─── Selected text

Why is chi-square used for contingency tables?

Question

When one is checking whether two categorical variables are independent, it is customary to construct a contingency table and use the chi-square test. However, why can the chi-square distribution with k degrees of freedom (i.e. the sum of squares of k standard normal variables) stand proxy for contingency tables with k degrees of freedom? Is there some kind of proof that they are related? As far as I can see, most statistics textbooks just leave this unexplained.

Answer 1

In a contingency table the null hypothesis states that the variables in the rows and the variable in the columns are independent.

The cell counts $X_{ij}$ are assumed to be poisson distributed with mean $E_{ij}$ and as they are poisson, their variance is also $E_{ij}$.

──────
─── Source data

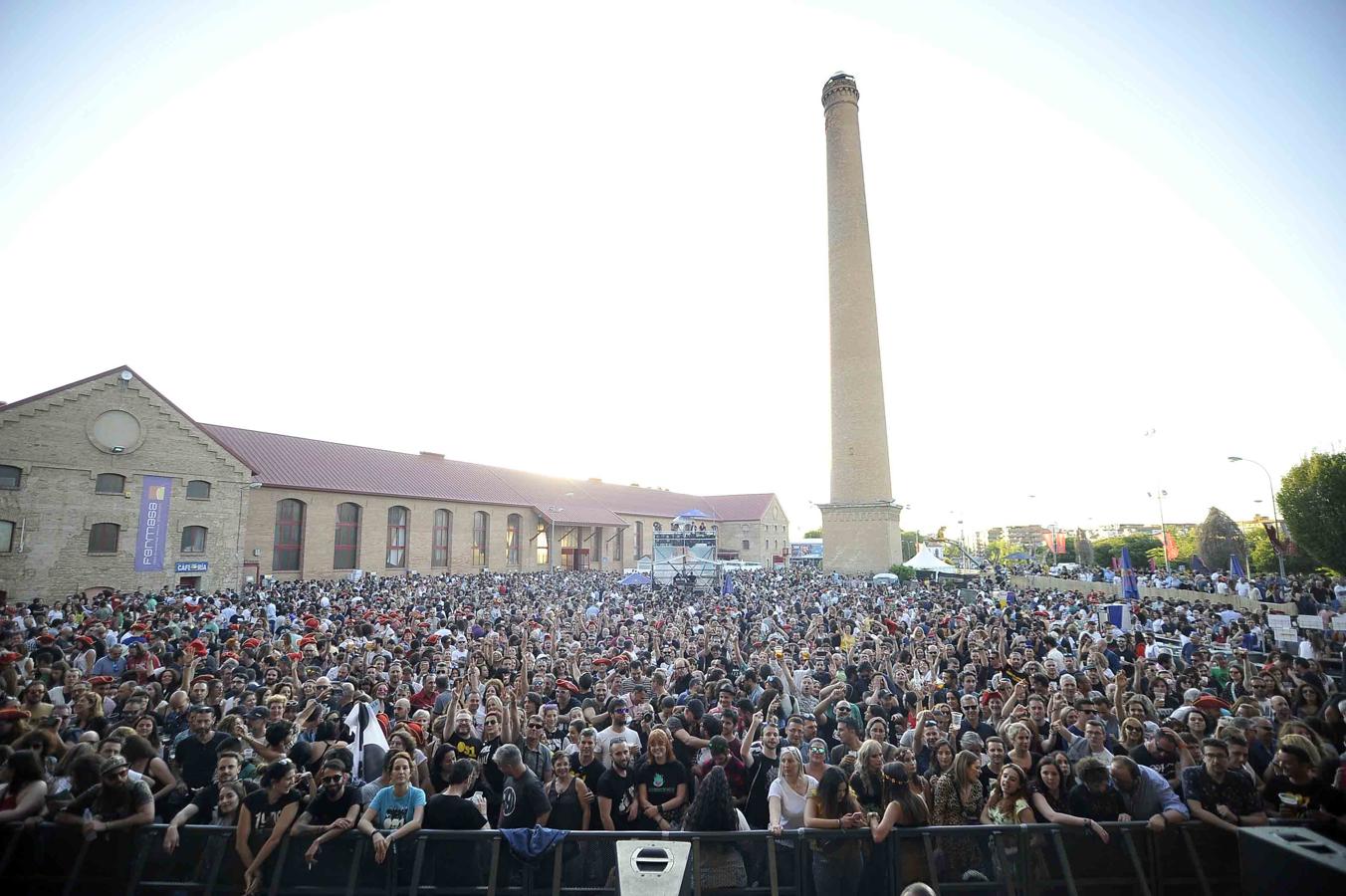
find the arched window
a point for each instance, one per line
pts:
(440, 548)
(513, 532)
(289, 545)
(110, 485)
(544, 545)
(346, 544)
(397, 537)
(481, 539)
(103, 539)
(194, 540)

──────

# Prompt
Reproduce the entire chi-square contingency table thread word for word.

# Solution to the problem
Why is chi-square used for contingency tables?

Question

When one is checking whether two categorical variables are independent, it is customary to construct a contingency table and use the chi-square test. However, why can the chi-square distribution with k degrees of freedom (i.e. the sum of squares of k standard normal variables) stand proxy for contingency tables with k degrees of freedom? Is there some kind of proof that they are related? As far as I can see, most statistics textbooks just leave this unexplained.

Answer 1

In a contingency table the null hypothesis states that the variables in the rows and the variable in the columns are independent.

The cell counts $X_{ij}$ are assumed to be poisson distributed with mean $E_{ij}$ and as they are poisson, their variance is also $E_{ij}$.